■ **Exercise instructions**
Retype all the entries word for word, but omit the pictures.
**** Available data ****
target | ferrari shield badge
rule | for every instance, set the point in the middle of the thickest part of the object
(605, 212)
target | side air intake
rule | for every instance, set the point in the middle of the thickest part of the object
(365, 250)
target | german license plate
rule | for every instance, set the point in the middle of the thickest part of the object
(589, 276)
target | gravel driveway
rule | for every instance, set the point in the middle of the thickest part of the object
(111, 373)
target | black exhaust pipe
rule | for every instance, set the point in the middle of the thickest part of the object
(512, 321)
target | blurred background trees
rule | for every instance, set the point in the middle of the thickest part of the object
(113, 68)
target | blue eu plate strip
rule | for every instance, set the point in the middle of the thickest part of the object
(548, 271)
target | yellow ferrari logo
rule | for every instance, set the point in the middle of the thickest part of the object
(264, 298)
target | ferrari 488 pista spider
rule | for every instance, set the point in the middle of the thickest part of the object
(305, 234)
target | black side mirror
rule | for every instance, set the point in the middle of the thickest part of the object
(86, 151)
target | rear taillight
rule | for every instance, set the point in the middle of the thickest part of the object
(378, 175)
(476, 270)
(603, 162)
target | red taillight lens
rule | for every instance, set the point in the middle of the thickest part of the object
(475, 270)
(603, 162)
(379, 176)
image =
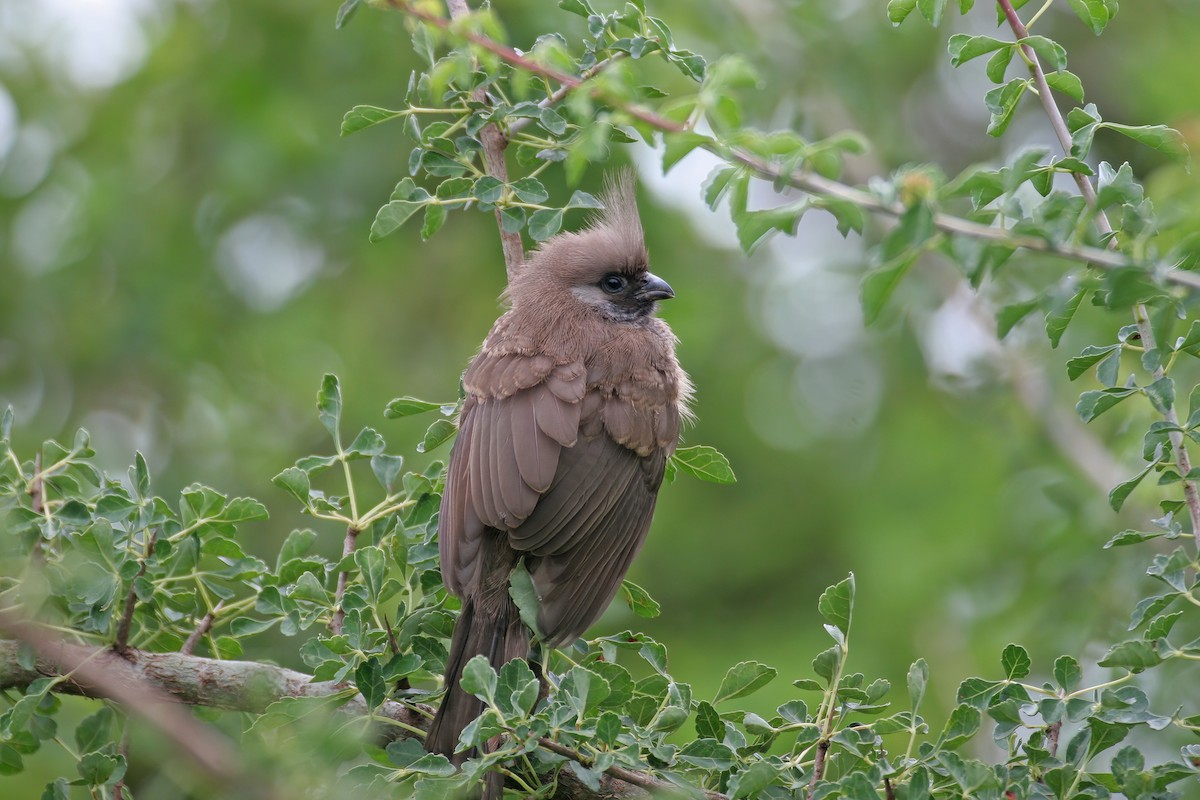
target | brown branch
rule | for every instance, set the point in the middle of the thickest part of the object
(1141, 316)
(131, 599)
(202, 630)
(641, 780)
(241, 686)
(343, 579)
(557, 96)
(36, 500)
(493, 143)
(801, 180)
(99, 672)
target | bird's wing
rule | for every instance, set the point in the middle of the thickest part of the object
(570, 474)
(520, 413)
(587, 528)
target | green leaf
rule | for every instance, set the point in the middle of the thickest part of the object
(963, 725)
(708, 722)
(1090, 356)
(435, 217)
(751, 782)
(640, 600)
(295, 482)
(409, 757)
(918, 679)
(583, 200)
(677, 145)
(580, 7)
(963, 48)
(837, 603)
(1134, 655)
(531, 190)
(705, 463)
(744, 678)
(369, 680)
(997, 65)
(408, 407)
(1083, 124)
(899, 10)
(346, 12)
(525, 595)
(880, 284)
(1167, 140)
(1015, 662)
(1060, 316)
(1002, 103)
(391, 216)
(1009, 316)
(931, 10)
(329, 403)
(1162, 394)
(545, 223)
(1093, 13)
(1068, 83)
(364, 116)
(1067, 673)
(436, 435)
(1093, 403)
(708, 755)
(373, 565)
(1048, 49)
(385, 469)
(552, 121)
(96, 731)
(754, 227)
(479, 679)
(1121, 491)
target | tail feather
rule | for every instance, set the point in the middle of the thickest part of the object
(499, 637)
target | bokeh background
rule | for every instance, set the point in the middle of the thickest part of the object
(184, 252)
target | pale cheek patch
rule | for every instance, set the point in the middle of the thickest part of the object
(591, 295)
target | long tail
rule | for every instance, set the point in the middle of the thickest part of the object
(501, 637)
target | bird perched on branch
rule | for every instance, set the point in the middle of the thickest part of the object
(573, 408)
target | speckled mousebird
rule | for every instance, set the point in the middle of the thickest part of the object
(573, 408)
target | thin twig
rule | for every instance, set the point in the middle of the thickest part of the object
(493, 143)
(1053, 732)
(202, 630)
(811, 182)
(101, 673)
(131, 600)
(633, 777)
(1141, 316)
(343, 579)
(557, 96)
(36, 500)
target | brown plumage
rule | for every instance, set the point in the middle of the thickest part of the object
(573, 407)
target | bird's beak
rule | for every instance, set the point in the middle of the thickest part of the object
(654, 288)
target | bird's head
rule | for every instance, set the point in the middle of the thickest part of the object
(603, 269)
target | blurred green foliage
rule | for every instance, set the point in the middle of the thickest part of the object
(184, 252)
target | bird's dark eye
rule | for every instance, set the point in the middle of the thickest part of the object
(612, 283)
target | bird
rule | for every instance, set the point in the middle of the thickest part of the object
(573, 407)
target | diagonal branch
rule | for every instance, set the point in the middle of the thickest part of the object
(154, 684)
(1141, 316)
(493, 143)
(804, 181)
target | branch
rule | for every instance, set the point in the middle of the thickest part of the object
(202, 630)
(138, 679)
(493, 143)
(1141, 316)
(102, 673)
(802, 180)
(343, 579)
(131, 599)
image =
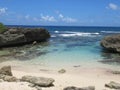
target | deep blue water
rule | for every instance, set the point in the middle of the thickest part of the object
(72, 45)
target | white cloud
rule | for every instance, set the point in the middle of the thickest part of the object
(113, 6)
(3, 10)
(47, 18)
(67, 19)
(36, 19)
(27, 17)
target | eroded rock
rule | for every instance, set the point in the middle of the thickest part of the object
(76, 88)
(40, 81)
(111, 43)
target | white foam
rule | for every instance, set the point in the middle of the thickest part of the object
(56, 31)
(71, 34)
(53, 36)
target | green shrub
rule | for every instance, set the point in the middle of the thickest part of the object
(2, 27)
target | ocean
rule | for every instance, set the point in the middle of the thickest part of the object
(69, 46)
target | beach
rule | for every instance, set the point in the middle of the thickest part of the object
(72, 57)
(79, 77)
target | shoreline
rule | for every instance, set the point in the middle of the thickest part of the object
(79, 77)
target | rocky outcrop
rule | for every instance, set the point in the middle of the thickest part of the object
(76, 88)
(113, 85)
(40, 81)
(111, 43)
(19, 36)
(6, 70)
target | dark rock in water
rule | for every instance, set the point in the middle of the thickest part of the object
(40, 81)
(6, 70)
(111, 43)
(76, 88)
(117, 60)
(113, 85)
(20, 36)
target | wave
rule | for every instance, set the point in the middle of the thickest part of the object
(56, 31)
(110, 31)
(79, 34)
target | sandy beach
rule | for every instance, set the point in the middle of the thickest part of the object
(79, 77)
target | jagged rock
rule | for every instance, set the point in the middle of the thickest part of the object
(6, 70)
(20, 36)
(111, 43)
(76, 88)
(62, 71)
(113, 85)
(41, 81)
(10, 78)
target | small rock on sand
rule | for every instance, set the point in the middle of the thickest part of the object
(6, 70)
(113, 85)
(76, 88)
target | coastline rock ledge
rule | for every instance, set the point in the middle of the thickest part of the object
(111, 43)
(21, 36)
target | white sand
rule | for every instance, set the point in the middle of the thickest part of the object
(79, 77)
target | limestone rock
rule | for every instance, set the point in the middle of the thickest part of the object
(20, 36)
(111, 43)
(10, 78)
(40, 81)
(62, 71)
(76, 88)
(6, 70)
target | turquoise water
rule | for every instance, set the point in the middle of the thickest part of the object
(68, 46)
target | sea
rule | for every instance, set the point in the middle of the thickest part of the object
(69, 46)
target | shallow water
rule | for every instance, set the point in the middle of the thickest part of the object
(68, 46)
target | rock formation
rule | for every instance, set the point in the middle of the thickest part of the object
(111, 43)
(20, 36)
(40, 81)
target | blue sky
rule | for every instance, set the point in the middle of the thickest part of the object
(60, 12)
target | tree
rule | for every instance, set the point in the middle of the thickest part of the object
(2, 27)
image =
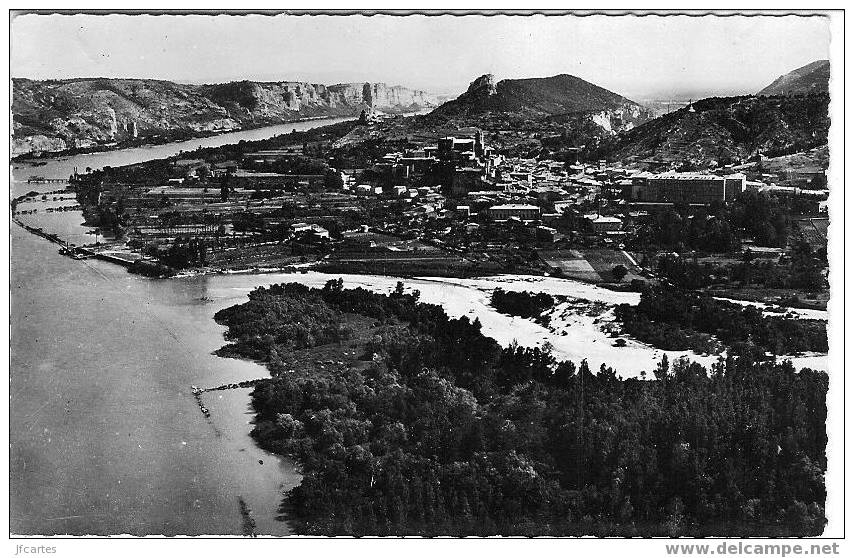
****
■ **Reply to the exercise**
target | ferrari shield badge
rule | for every instance, set the point in the middle of the thickest part of the object
(605, 212)
target | side air intake
rule | for every instance, set the point in the middle of the thickest part of the object
(365, 250)
target | german license plate
rule | for every instance, set the point in the middle of the thickest part of the object
(589, 276)
target | gravel driveway
rule | for every instance, set the point in the middle of the thickest part of the object
(111, 373)
target | black exhaust pipe
rule | for every instance, set the point in the middle of the thickest part of the object
(512, 321)
target | blurred background trees
rule | for every instance, set the point in the middle of the thickest part of the object
(113, 68)
target | blue eu plate strip
rule | for every instance, set the point in the middle of the thickest part of the object
(548, 271)
target | yellow ferrari logo
rule | for every instance, set the point in the middle of the thickest part of the object
(264, 298)
target | ferrari 488 pista spider
rule | for every instance, set the point in the middle of the thickest part of the object
(305, 234)
target | black side mirror
rule | for every instance, set the point in the middle of the thickest part of the object
(86, 151)
target | rear taillight
rule | for every instance, set the point in the middle of the thickest part of the object
(378, 175)
(476, 270)
(603, 162)
target | red taillight lens
rule | for every instance, set the point in the middle of the thickest part of the object
(475, 270)
(603, 162)
(379, 176)
image =
target | brown branch
rule | for every instance, set the point in the middle of the thickest part of the object
(1141, 316)
(131, 599)
(202, 630)
(641, 780)
(241, 686)
(343, 579)
(557, 96)
(36, 500)
(493, 143)
(801, 180)
(99, 672)
target | bird's wing
rule | for every instance, set the point in the middle of the thickest part of the object
(570, 474)
(520, 413)
(587, 528)
target | green leaf
rule | for every instance, set the point in the middle of the thickest part of the object
(963, 725)
(708, 722)
(1090, 356)
(435, 217)
(751, 782)
(640, 600)
(295, 482)
(409, 757)
(918, 679)
(583, 200)
(677, 145)
(580, 7)
(963, 48)
(837, 603)
(1134, 655)
(531, 190)
(705, 463)
(744, 678)
(369, 680)
(997, 65)
(408, 407)
(1083, 124)
(899, 10)
(346, 12)
(525, 595)
(880, 284)
(1167, 140)
(1015, 662)
(1060, 316)
(1002, 103)
(391, 216)
(1009, 316)
(931, 10)
(329, 403)
(1162, 394)
(545, 223)
(1093, 13)
(1068, 83)
(364, 116)
(1067, 673)
(436, 435)
(1093, 403)
(708, 755)
(373, 565)
(1048, 49)
(385, 469)
(552, 121)
(96, 731)
(754, 227)
(479, 679)
(1121, 491)
target | tail feather
rule | for every instance, set the point in the middle of the thickest part of the object
(499, 637)
target | bokeh background
rule | for every instance, set the point in the middle of the thickest part of the object
(184, 252)
target | pale cheek patch
rule | for every instance, set the point in the middle of the thickest part of the object
(591, 295)
target | long tail
rule | for every instance, set the point in the middle of the thickest part of the object
(501, 637)
target | bird perched on branch
rule | for every instance, set the point in the middle of the thickest part of the object
(573, 408)
target | speckled mousebird
rule | for every instance, set the point in the middle of the thickest part of the object
(573, 408)
target | thin twig
rule | for every instance, set the point in the middle of the thickest part of the object
(493, 143)
(1053, 732)
(202, 630)
(811, 182)
(101, 673)
(131, 600)
(633, 777)
(1141, 316)
(343, 579)
(557, 96)
(36, 500)
target | brown plumage
rule | for every instance, set the point in the middle of the thickest part of the object
(573, 407)
target | bird's beak
rule | for every instance, set the point in the middle of the thickest part of the object
(654, 288)
target | bird's head
rule | for every instance, set the point in the middle of the thickest part of the object
(603, 269)
target | blurred green foliage
rule | for every instance, set the point in the middle of the thickest part of the object
(184, 252)
target | bird's dark eye
rule | for every instance, set the point in the middle of the thickest part of the object
(612, 283)
target | bird
rule | for every instance, set the point in the middle of the thickest part of the object
(573, 407)
target | diagonal branch
rule | for every instance, set the point in the middle of the thickest part of the object
(154, 684)
(1141, 316)
(493, 143)
(804, 181)
target | branch
rule | for every instance, set the point in the middle of the thickest part of the object
(202, 630)
(138, 679)
(493, 143)
(1141, 316)
(102, 673)
(802, 180)
(343, 579)
(131, 599)
image =
target | deep blue water
rule | for every instance, set the point in the middle of the thickest part of the object
(72, 45)
target | white cloud
rule | for every instance, set the point in the middle of the thickest part of the object
(113, 6)
(3, 10)
(47, 18)
(67, 19)
(36, 19)
(27, 17)
target | eroded rock
rule | for every instance, set the point in the middle of the thickest part of the object
(76, 88)
(40, 81)
(111, 43)
target | white foam
rule | for every instance, set the point in the middle of the thickest part of the object
(56, 31)
(71, 34)
(53, 36)
target | green shrub
rule | for every instance, set the point in the middle of the thickest part of the object
(2, 27)
target | ocean
rule | for every instance, set the point in the middle of the thickest part of the object
(69, 46)
target | beach
rule | for every instance, set the point in the middle of the thickest part of the object
(72, 57)
(79, 77)
target | shoreline
rule | for every instance, set the point in the middle of the thickest part of the object
(79, 77)
target | rocky outcrop
rule | for every instance, set the point in the middle of the thickest part of the object
(76, 88)
(113, 85)
(40, 81)
(111, 43)
(19, 36)
(6, 70)
target | dark rock in water
rule | for every instance, set the point in the middle of the thickest part of the object
(40, 81)
(6, 70)
(111, 43)
(76, 88)
(117, 60)
(113, 85)
(20, 36)
target | wave
rule | for every instance, set the point in the middle of the thickest part of the object
(56, 31)
(110, 31)
(79, 34)
target | sandy beach
rule | for every instance, set the point in the middle of the thickest part of the object
(79, 77)
target | jagged rock
rule | for every instance, set the point in the middle of the thickest part of the object
(6, 70)
(20, 36)
(111, 43)
(76, 88)
(62, 71)
(113, 85)
(41, 81)
(10, 78)
target | small rock on sand
rule | for every instance, set the point in the middle of the thickest part of the object
(6, 70)
(113, 85)
(76, 88)
target | coastline rock ledge
rule | for every instance, set the point in the middle of the thickest part of the object
(111, 43)
(21, 36)
target | white sand
rule | for every instance, set the point in the middle of the thickest part of the object
(79, 77)
target | limestone rock
rule | for every instance, set the point in the middle of the thickest part of the object
(20, 36)
(111, 43)
(10, 78)
(40, 81)
(62, 71)
(76, 88)
(6, 70)
target | turquoise water
rule | for every instance, set the point in the middle of the thickest part of the object
(68, 46)
target | sea
rule | for every instance, set the point in the middle of the thickest part of the object
(69, 46)
target | shallow water
rule | for every instance, set the point in the middle of the thickest part of the object
(68, 46)
target | rock formation
rule | for every instance, set the point in the middle of the thickest part of the object
(111, 43)
(20, 36)
(40, 81)
target | blue sky
rule | for every instance, set the point in the middle of the thickest part of the object
(60, 12)
target | tree
rule | for every instance, set the point in the middle of the thickest part of the object
(2, 27)
image =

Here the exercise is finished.